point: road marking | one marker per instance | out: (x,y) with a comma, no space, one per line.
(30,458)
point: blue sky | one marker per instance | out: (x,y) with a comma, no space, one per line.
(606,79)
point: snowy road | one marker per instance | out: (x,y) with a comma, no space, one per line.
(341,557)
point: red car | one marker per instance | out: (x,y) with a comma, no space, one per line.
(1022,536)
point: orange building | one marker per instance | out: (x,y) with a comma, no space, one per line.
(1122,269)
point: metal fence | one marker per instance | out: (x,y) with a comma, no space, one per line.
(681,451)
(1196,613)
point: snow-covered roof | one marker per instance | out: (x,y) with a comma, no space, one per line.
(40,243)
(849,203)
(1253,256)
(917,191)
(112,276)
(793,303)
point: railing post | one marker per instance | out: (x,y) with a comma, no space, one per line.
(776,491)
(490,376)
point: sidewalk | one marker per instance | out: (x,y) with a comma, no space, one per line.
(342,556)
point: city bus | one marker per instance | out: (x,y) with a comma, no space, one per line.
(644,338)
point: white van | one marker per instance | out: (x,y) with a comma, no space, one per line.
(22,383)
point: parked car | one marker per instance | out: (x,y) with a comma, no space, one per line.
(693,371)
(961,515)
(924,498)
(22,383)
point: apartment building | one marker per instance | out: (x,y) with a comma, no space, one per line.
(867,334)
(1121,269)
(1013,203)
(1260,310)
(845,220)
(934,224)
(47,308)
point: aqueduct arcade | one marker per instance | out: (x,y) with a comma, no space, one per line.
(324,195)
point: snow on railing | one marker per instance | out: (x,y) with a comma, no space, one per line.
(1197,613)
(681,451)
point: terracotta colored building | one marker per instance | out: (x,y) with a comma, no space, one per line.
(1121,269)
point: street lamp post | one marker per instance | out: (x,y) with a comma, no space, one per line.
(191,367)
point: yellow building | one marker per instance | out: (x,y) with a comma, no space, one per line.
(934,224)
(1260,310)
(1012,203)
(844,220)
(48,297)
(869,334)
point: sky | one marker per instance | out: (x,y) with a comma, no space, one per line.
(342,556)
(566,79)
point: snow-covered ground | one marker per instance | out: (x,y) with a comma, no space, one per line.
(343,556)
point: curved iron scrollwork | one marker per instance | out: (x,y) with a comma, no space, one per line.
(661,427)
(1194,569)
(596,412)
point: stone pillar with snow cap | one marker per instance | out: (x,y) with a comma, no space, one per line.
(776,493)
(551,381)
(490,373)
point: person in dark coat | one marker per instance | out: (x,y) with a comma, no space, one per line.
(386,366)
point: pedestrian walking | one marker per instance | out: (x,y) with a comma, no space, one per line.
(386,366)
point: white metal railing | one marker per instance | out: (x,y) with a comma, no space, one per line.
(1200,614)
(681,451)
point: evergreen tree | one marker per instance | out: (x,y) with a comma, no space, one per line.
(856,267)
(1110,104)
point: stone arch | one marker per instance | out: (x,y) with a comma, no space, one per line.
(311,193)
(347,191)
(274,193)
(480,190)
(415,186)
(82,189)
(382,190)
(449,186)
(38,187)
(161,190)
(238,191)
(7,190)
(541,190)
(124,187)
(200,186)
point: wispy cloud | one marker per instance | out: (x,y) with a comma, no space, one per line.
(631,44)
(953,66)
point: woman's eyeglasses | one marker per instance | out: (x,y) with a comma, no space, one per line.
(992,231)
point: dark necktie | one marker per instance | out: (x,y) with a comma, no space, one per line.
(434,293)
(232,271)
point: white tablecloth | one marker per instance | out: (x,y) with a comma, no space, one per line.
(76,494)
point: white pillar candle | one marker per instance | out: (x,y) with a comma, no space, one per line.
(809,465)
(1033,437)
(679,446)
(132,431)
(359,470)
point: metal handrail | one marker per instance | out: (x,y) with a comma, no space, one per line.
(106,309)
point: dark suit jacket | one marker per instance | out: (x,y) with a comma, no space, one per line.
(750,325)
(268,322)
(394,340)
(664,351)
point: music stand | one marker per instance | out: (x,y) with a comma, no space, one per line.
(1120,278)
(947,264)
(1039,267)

==================================================

▶ [EXERCISE PROMPT] Copy out every line of the records above verbatim, keeping the original order.

▶ [SOLVED EXERCISE]
point: road marking | one marker per instance | out: (x,y) with a comma, no space, one per line.
(30,458)
point: blue sky | one marker per instance | out: (x,y) with a comma, no space, one per line.
(606,79)
point: snowy road | one marker per instance | out: (x,y) with a comma, no space, one per line.
(341,557)
point: red car | one marker per instance | out: (x,y) with a comma, no space, one per line.
(1022,536)
point: orange building | one marker per instance | out: (x,y) with a comma, no space, one per line.
(1122,269)
point: metal fence | one marker per instance | out: (x,y) with a comma, no space, one per line.
(681,451)
(1196,613)
point: snow-covered roof | one marker per instance | out: (x,y) with a comma, no space, one per line.
(40,243)
(849,203)
(1253,256)
(917,191)
(112,276)
(793,303)
point: railing post | one marker per instance | out: (x,y) with a comma, no space, one per line.
(776,491)
(490,376)
point: sidewalk | one marker per instance | out: (x,y) with a comma, no space, one per line.
(342,556)
point: city bus | one marker per instance | out: (x,y) with a comma, no space, one per line.
(644,338)
point: white van | one marker per instance | out: (x,y) with a comma, no space, one per line.
(22,383)
point: parked car | one marker per instance | out: (x,y) with a comma, no space, one per line.
(693,371)
(961,515)
(924,498)
(22,383)
point: apartment building | one marker per instance | out: (x,y) with a comma, no space, one per line.
(867,334)
(1121,269)
(1013,203)
(1260,310)
(845,220)
(934,224)
(47,308)
point: aqueduct arcade | one marker per instance | out: (x,y) with a comma, no space, one per line.
(324,195)
point: snow on railing | one marker per instance | out: (x,y) with a comma, no space, one per line.
(1197,613)
(681,451)
point: terracotta colored building | one marker per instance | out: (x,y) with a comma, no space, one per line.
(1121,269)
point: street lamp post | one marker per instance | out: (x,y) with a comma, no space, one per line.
(191,367)
point: yellow building | one marker per instance | out: (x,y) with a comma, no space, one per line.
(934,224)
(1260,310)
(1012,203)
(844,220)
(48,297)
(869,334)
point: sky | one marker per instance | out: (x,y) with a comma, no space, one per line.
(342,556)
(566,79)
point: snow-covered ground | one marker per instance | out: (x,y) with a comma, no space, one per line.
(343,556)
point: curved iron scrollwork | one marker per instance | out: (x,y) with a comma, no space, one per line.
(661,427)
(1194,569)
(596,412)
point: stone pillar with snow cap | one marker per instance | out: (x,y) with a comma, no space, one per line.
(776,493)
(551,381)
(490,373)
point: person in dark coat | one marker per instance | out: (x,y) with a comma, no space, one per line.
(386,366)
point: pedestrian walking | one marker per instance | out: (x,y) with a comma, no space, one per line.
(386,366)
point: white metal railing | one marker per instance | out: (x,y) with a comma, no space, one per line.
(1200,614)
(681,451)
point: evergreen tree | one marker per instance | out: (x,y) with a comma, no space, one per line.
(856,267)
(1110,104)
point: stone arch | one marker per instance | out: (x,y) with a comma, no space, one per line.
(311,193)
(347,191)
(274,193)
(480,190)
(415,186)
(82,189)
(382,190)
(449,186)
(38,187)
(161,190)
(238,191)
(7,190)
(541,190)
(124,187)
(200,186)
point: wispy cloud | one marker per instance | out: (x,y) with a comma, no space, one per line.
(631,44)
(953,66)
point: woman's eyeglasses | one marker per instance | out: (x,y) with a comma, no space, one per line.
(992,231)
point: dark necktie | one marker per instance | out: (x,y) with a comma, no space, one per line.
(434,293)
(232,271)
point: white tablecloth | one marker per instance | out: (x,y) with a comma, no space, one per line.
(76,494)
point: white pillar candle | one marker per instance | out: (x,y) with a comma, no space, one per line.
(809,465)
(1033,437)
(679,446)
(132,431)
(359,470)
point: metal handrail | one marker per instance | out: (x,y) with a comma, no space, one per line.
(106,309)
point: dark suit jacket | one marker per instance | out: (x,y) with a comma, no space, one per line.
(750,325)
(268,322)
(394,340)
(664,351)
point: music stand | one marker per instance | out: (x,y) with a comma, no space, one per line.
(1120,278)
(947,264)
(1039,267)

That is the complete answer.